### GOALS
a - In the note on new accounting pronouncements, when do the ASU No. 2025‑11 amendments take effect for public business entities?
b - Using the note on new accounting pronouncements, explain why ASU No. 2025‑11 clarifies and reorganizes the guidance in Topic 270.
c - Recast the paragraph of the note on new accounting pronouncements that begins "In December 2025, the Financial Accounting Standards Board" as a bulleted list that keeps its main facts.

NOTE 2. NEW ACCOUNTING PRONOUNCEMENTS

In December 2025, the Financial Accounting Standards Board ("FASB") issued Accounting Standards Update ("ASU") No. 2025‑12, Codification Improvements, as part of its ongoing initiative to make incremental improvements to the Accounting Standards Codification. The amendments address a broad range of Topics and include technical corrections, clarifications, and other minor improvements intended to enhance the usability and consistency of U.S. GAAP. The amendments are not expected to significantly affect current accounting practice or result in significant implementation costs for most entities. The amendments are effective for annual periods beginning after December 15, 2026, and for interim periods within those annual periods. Early adoption is permitted. The Company is currently evaluating the impact of this ASU on its consolidated financial statements and does not expect the adoption of this ASU to have a material impact on its financial position, results of operations, or cash flows

In December 2025, the FASB issued ASU No. 2025‑11, Interim Reporting (Topic 270): Narrow‑Scope Improvements, which clarifies and reorganizes the guidance in Topic 270 to improve navigability and consistency in interim reporting. The amendments clarify which entities are subject to Topic 270, specify the form and content of interim financial statements and accompanying notes, and provide a comprehensive list of required interim disclosures. The ASU also introduces a disclosure principle requiring entities to disclose events and changes since the end of the most recent annual reporting period that have a material impact on the entity. The amendments are not intended to change the fundamental nature of interim reporting or significantly expand or reduce existing interim disclosure requirements, but rather to clarify existing guidance. For public business entities, the amendments are effective for interim reporting periods within fiscal years beginning after December 15, 2027. The Company is currently evaluating the impact of this ASU

on its interim financial statement disclosures. The Company does not expect the adoption of this ASU to have a material impact on its consolidated financial statements.

### DATASET EXCERPTS
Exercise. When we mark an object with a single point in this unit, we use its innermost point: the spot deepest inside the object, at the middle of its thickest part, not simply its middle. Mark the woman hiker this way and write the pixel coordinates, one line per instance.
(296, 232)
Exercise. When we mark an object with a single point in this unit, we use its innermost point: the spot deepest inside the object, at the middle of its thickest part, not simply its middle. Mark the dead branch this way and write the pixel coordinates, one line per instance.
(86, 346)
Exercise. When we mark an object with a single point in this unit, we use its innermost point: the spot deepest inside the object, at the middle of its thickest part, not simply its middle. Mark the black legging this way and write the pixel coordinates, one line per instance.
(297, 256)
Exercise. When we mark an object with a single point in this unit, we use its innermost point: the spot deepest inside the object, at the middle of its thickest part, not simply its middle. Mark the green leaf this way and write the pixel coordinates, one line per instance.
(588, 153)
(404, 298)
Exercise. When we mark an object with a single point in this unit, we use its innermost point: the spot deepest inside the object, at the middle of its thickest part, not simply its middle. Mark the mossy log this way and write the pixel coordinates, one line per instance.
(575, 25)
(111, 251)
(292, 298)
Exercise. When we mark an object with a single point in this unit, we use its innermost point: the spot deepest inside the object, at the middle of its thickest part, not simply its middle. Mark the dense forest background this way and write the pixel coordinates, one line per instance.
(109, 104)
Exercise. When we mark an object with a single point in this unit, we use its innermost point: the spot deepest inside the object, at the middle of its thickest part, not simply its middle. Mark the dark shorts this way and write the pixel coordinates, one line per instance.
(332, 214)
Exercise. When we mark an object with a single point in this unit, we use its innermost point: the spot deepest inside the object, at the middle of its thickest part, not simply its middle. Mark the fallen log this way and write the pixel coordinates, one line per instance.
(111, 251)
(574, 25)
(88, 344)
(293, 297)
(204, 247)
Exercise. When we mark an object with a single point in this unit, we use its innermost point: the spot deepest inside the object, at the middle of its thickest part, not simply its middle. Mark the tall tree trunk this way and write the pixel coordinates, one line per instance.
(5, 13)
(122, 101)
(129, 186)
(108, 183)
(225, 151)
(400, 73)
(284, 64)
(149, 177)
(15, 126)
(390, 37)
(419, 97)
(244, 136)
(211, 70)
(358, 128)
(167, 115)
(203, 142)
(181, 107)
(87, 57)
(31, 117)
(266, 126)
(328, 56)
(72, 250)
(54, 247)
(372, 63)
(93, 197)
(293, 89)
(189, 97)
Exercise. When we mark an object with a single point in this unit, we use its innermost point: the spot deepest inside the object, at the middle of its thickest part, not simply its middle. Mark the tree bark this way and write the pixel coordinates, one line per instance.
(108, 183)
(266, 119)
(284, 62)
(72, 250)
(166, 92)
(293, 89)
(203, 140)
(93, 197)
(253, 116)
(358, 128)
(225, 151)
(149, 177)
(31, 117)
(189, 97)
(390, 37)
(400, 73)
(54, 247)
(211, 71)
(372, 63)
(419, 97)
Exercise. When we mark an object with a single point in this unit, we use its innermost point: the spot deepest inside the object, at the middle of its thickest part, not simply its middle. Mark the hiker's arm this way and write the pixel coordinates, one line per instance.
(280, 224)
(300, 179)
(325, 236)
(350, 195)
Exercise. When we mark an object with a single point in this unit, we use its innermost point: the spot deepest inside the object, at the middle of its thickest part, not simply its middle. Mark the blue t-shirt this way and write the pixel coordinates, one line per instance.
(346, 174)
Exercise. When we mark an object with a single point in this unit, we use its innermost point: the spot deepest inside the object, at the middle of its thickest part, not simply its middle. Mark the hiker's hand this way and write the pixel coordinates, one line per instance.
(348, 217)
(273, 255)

### RESPONSES
a - They take effect for interim reporting periods within fiscal years beginning after December 15, 2027.

b - It does so to improve navigability and consistency in interim reporting. The amendments are meant to clarify existing guidance, not to change the fundamental nature of interim reporting or significantly expand or reduce interim disclosure requirements.

c -
- In December 2025, the FASB issued ASU No. 2025‑12, Codification Improvements, as part of its ongoing initiative to make incremental improvements to the Accounting Standards Codification.
- The amendments cover a broad range of Topics. They include technical corrections, clarifications, and other minor improvements to enhance the usability and consistency of U.S. GAAP.
- They are not expected to significantly affect current practice or create significant implementation costs for most entities.
- They are effective for annual periods beginning after December 15, 2026, and for interim periods within those annual periods. Early adoption is permitted.
- The Company is evaluating the impact of the ASU and does not expect its adoption to have a material impact on its financial position, results of operations, or cash flows.